**STORED ROWS**

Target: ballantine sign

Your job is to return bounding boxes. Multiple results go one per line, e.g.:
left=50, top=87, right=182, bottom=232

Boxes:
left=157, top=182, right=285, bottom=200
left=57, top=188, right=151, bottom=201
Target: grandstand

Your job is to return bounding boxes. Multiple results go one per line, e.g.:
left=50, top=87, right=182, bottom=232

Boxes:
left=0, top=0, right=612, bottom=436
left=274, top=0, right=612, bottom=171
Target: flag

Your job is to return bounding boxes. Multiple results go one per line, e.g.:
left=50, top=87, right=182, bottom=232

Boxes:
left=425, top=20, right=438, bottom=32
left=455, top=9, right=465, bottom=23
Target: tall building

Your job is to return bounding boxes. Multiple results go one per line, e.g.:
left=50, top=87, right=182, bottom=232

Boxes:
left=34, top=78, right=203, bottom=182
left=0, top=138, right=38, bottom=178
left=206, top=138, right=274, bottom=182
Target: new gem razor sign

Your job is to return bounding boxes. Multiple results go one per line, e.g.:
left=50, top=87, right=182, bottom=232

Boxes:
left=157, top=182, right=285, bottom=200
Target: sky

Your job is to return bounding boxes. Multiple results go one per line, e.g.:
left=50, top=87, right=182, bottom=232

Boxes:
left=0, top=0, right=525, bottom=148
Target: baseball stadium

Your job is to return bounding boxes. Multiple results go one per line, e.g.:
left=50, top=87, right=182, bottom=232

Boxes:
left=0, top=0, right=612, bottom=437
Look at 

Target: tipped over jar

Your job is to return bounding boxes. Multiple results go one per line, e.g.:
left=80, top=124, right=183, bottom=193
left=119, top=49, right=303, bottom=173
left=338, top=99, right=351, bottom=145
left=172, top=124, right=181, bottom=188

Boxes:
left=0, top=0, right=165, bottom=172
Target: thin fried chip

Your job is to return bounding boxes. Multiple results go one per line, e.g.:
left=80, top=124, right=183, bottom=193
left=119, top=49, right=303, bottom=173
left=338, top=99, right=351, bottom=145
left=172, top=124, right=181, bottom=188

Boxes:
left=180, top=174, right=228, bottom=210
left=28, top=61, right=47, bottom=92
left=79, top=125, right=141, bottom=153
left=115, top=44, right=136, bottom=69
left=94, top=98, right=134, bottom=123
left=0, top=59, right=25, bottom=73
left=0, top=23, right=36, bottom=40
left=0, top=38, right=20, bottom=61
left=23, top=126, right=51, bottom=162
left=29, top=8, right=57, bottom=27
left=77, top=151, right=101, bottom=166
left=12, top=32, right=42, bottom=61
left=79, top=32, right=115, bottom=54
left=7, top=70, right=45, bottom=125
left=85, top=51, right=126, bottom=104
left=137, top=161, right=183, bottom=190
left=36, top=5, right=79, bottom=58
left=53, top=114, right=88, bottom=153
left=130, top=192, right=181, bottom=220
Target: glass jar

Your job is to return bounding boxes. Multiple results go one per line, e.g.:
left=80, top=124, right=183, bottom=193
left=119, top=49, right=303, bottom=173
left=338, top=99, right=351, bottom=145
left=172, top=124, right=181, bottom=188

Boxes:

**DESCRIPTION OF THE TASK**
Copy out all of the records above, line for line, without changing a single character.

**ANSWER FOR THE TASK**
Target: ballantine sign

Your job is to return bounding boxes. Multiple results go one per line, e.g.:
left=50, top=87, right=182, bottom=232

Boxes:
left=157, top=182, right=285, bottom=200
left=57, top=188, right=151, bottom=201
Target: grandstand

Your job is to return bounding boxes. Multiple results go one per line, e.g.:
left=50, top=87, right=182, bottom=232

Boxes:
left=0, top=0, right=612, bottom=436
left=274, top=0, right=612, bottom=171
Target: flag

Your job is to return bounding boxes. Multiple results go one per line, e.g.:
left=50, top=87, right=182, bottom=232

Boxes:
left=425, top=20, right=438, bottom=32
left=455, top=9, right=465, bottom=23
Target: tall building

Your job is to return bounding boxes. Multiple results go one per line, e.g.:
left=50, top=87, right=182, bottom=232

Boxes:
left=34, top=78, right=203, bottom=182
left=0, top=138, right=38, bottom=178
left=206, top=138, right=274, bottom=182
Target: new gem razor sign

Your job is to return bounding boxes. Multiple results go one per line, e.g.:
left=50, top=87, right=182, bottom=232

Boxes:
left=157, top=182, right=285, bottom=200
Target: sky

Your job is to return bounding boxes. Multiple results go one per line, e.g.:
left=50, top=87, right=182, bottom=232

Boxes:
left=0, top=0, right=525, bottom=148
Target: baseball stadium

Your job is to return bounding boxes. Multiple results go one per line, e.g.:
left=50, top=87, right=182, bottom=232

Boxes:
left=0, top=0, right=612, bottom=437
Look at 

Target: tipped over jar

Your job is to return bounding boxes. Multiple results go one per line, e.g.:
left=80, top=124, right=183, bottom=193
left=119, top=49, right=303, bottom=173
left=338, top=99, right=351, bottom=145
left=172, top=124, right=181, bottom=188

Boxes:
left=0, top=0, right=165, bottom=172
Target: thin fried chip

Your job is to return bounding boxes. Multiple results go one per line, e.g.:
left=80, top=124, right=183, bottom=193
left=119, top=49, right=303, bottom=173
left=338, top=99, right=351, bottom=145
left=172, top=124, right=181, bottom=188

Boxes:
left=180, top=174, right=228, bottom=210
left=28, top=61, right=47, bottom=92
left=79, top=125, right=141, bottom=153
left=115, top=44, right=136, bottom=69
left=94, top=98, right=134, bottom=123
left=0, top=59, right=25, bottom=73
left=0, top=23, right=36, bottom=40
left=0, top=38, right=20, bottom=61
left=23, top=126, right=51, bottom=162
left=29, top=8, right=57, bottom=27
left=77, top=151, right=101, bottom=166
left=12, top=32, right=42, bottom=61
left=79, top=32, right=115, bottom=54
left=7, top=70, right=45, bottom=125
left=85, top=51, right=126, bottom=104
left=137, top=161, right=183, bottom=190
left=36, top=5, right=79, bottom=58
left=53, top=114, right=88, bottom=153
left=130, top=192, right=181, bottom=220
Target: glass jar

Your job is to return bounding boxes. Multiple results go one per line, e.g.:
left=80, top=124, right=183, bottom=193
left=119, top=49, right=303, bottom=173
left=338, top=99, right=351, bottom=145
left=172, top=124, right=181, bottom=188

Boxes:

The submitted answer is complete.